__Задания__
a. Перепишите дословно фрагмент текста о Борисе Халфине от «Эта история рассказывает» до «на принудительных работах.».
b. Продолжите текст о Борисе Халфине, начав сразу после его последнего предложения.

Жизнь и судьба

 

Трудное возвращение

 

Надо записать, чтобы знали и помнили

 

Эта история рассказывает о человеке, прожившем почти всю свою жизнь на Украине и в возрасте 76 лет эмигрировавшем в Германию. Но сюда он приезжает не впервые. 15-летним мальчишкой Борис Халфин попадает в Нюрнберг, где в течение 3 лет находится на принудительных работах.

 

В этом рассказе встречаются удивительные факты. Участников описанных в нем событий осталось очень немного. Жестокость и доброта, мистика и суровый реализм, счастье и боль. «Надо записать, чтобы оставить детям, для истории. Я знаю всю историю Бориса, хотя он, правда, не слишком охотно говорил об этом, ему было очень тяжело вспоминать», – рассказывает жена Бориса, Надежда Халфина. Они прожили вместе более 40 лет, 5 лет назад Борис умер. Здесь, в Германии, он очень хотел побывать там, где прошли три года его юности. От многих мест не осталось и следа. На месте одного из лагерей для подневольных рабочих в Нюрнберге (Russenwiese) когда-то была памятная табличка, но и она в последние годы куда-то исчезла. Кое-где удалось сделать фотографии, например, Борис на фоне трамвайного депо в районе Maximilianstrasse, где он мальчишкой вместе с другими подневольными рабочими мыл ночью трамвайные вагоны. Сегодня на месте этого депо идет большая стройка. Таково течение жизни: все меняется, уходят люди, здания, остаются и теряются где-то в прошлом важные события. Но история Бориса будет жить на страницах нашей газеты, мы надеемся, что и на страницах немецкой прессы, и в памяти многих людей.

(Записи с точечной разметкой)
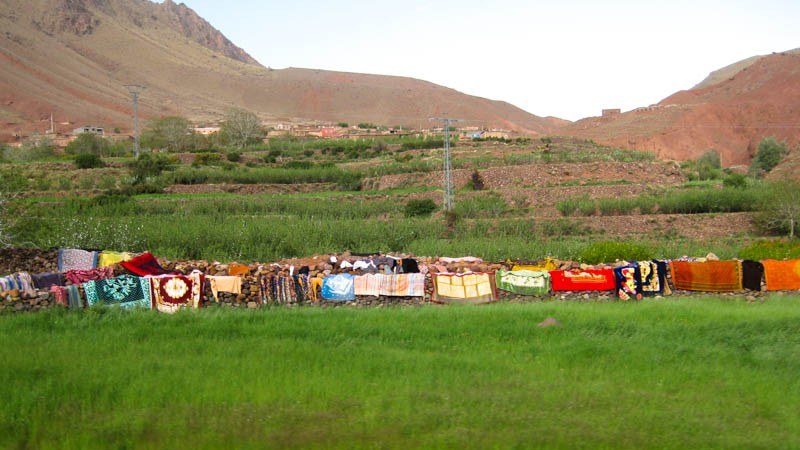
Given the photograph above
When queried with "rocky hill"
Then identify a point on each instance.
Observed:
(730, 111)
(72, 58)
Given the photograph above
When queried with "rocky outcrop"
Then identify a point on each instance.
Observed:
(199, 30)
(68, 16)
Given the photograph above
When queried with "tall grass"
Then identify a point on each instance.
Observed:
(697, 373)
(688, 201)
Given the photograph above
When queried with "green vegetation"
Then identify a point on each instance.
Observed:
(688, 201)
(172, 133)
(699, 373)
(610, 251)
(769, 154)
(761, 250)
(420, 207)
(88, 161)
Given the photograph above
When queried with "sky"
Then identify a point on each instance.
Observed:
(562, 58)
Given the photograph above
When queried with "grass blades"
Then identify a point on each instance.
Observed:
(690, 373)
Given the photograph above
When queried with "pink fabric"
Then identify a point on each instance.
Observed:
(82, 276)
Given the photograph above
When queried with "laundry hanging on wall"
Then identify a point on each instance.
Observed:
(474, 288)
(583, 280)
(172, 293)
(125, 291)
(339, 288)
(708, 276)
(76, 259)
(523, 282)
(782, 275)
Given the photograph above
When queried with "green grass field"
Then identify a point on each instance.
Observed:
(681, 373)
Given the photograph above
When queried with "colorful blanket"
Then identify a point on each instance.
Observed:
(474, 288)
(524, 282)
(47, 280)
(546, 265)
(782, 275)
(236, 269)
(221, 283)
(76, 259)
(368, 285)
(402, 285)
(109, 258)
(174, 292)
(144, 265)
(653, 276)
(60, 295)
(709, 276)
(82, 276)
(74, 296)
(583, 280)
(20, 281)
(284, 289)
(339, 288)
(629, 282)
(125, 291)
(752, 274)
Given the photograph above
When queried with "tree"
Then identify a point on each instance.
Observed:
(781, 212)
(709, 165)
(242, 128)
(171, 133)
(770, 152)
(88, 143)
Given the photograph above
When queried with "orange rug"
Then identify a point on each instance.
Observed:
(782, 275)
(709, 276)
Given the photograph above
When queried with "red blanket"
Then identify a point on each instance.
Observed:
(145, 264)
(583, 280)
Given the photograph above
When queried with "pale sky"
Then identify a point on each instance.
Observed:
(567, 58)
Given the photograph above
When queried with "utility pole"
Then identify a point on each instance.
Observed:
(447, 162)
(135, 90)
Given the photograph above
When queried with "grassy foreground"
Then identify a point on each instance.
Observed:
(689, 373)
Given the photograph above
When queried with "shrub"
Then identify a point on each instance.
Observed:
(88, 161)
(420, 207)
(735, 180)
(207, 159)
(771, 250)
(476, 181)
(770, 152)
(148, 166)
(610, 251)
(298, 165)
(88, 143)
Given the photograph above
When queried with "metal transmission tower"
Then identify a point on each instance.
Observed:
(135, 90)
(448, 162)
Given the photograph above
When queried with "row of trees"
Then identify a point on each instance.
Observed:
(239, 129)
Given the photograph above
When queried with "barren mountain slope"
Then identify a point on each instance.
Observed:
(730, 116)
(72, 58)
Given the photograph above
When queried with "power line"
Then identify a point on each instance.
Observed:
(448, 163)
(135, 90)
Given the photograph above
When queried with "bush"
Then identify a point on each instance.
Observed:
(769, 154)
(207, 159)
(88, 161)
(298, 165)
(760, 250)
(420, 207)
(610, 251)
(148, 166)
(88, 143)
(735, 180)
(476, 181)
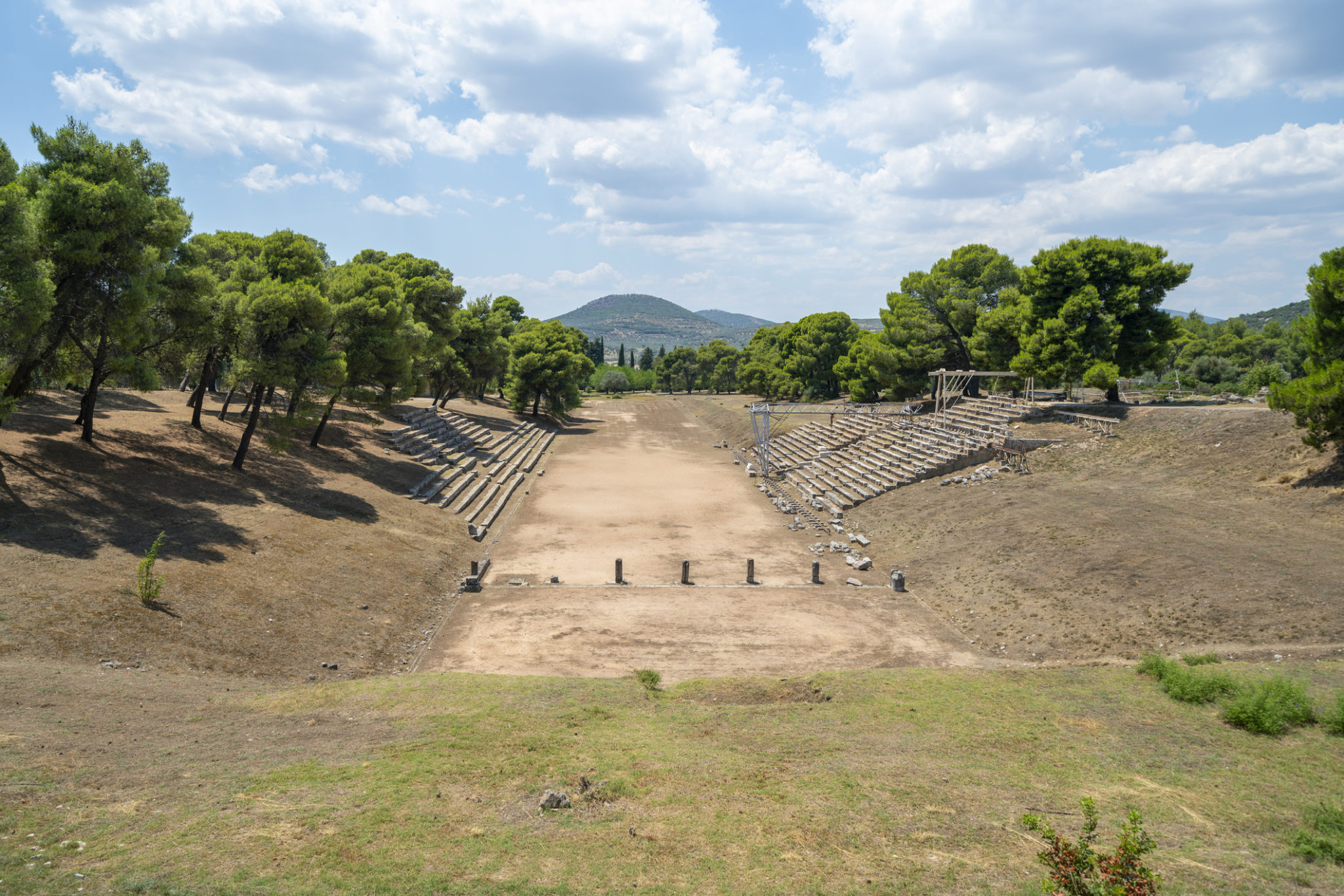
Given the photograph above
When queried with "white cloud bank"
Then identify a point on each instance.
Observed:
(964, 120)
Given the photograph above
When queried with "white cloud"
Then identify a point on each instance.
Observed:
(940, 121)
(265, 179)
(402, 206)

__Ответы к заданиям__
a.
Эта история рассказывает о человеке, прожившем почти всю свою жизнь на Украине и в возрасте 76 лет эмигрировавшем в Германию. Но сюда он приезжает не впервые. 15-летним мальчишкой Борис Халфин попадает в Нюрнберг, где в течение 3 лет находится на принудительных работах.

b.
 Борис Халфин

Пусть едут другие, нам ехать не на что

 

Борис Давидович Халфин родился 14 марта 1926 года в Днепропетровске, в еврейской семье. Он был вторым по счету из шестерых детей. Когда началась Вторая мировая война, его старший брат пошел служить в армию, был офицером. В Днепропетровске из шестерых детей остались пятеро: Борис (15 лет), брат Саша (13 лет), еще 2 братика и сестричка, маленькие. Отец Бориса был, как говорили на Украине, биндюжником – имел лошадь, работал на базаре, привозил, отвозил, и этим зарабатывал себе на хлеб. Жили очень скромно. Другие родственники имели не такие большие семьи, им было проще, и они успели эвакуироваться, когда началась война. Они войну пережили, избежали страшной смерти, многие из них живут и по сей день. Давид Халфин с семьей, как и многие другие семьи, к великому их горю, не уехал. «Пусть едут другие, а нам ехать не на что. В 14-м году немцы евреев не тронули, да и куда мы поедем с насиженного места?!».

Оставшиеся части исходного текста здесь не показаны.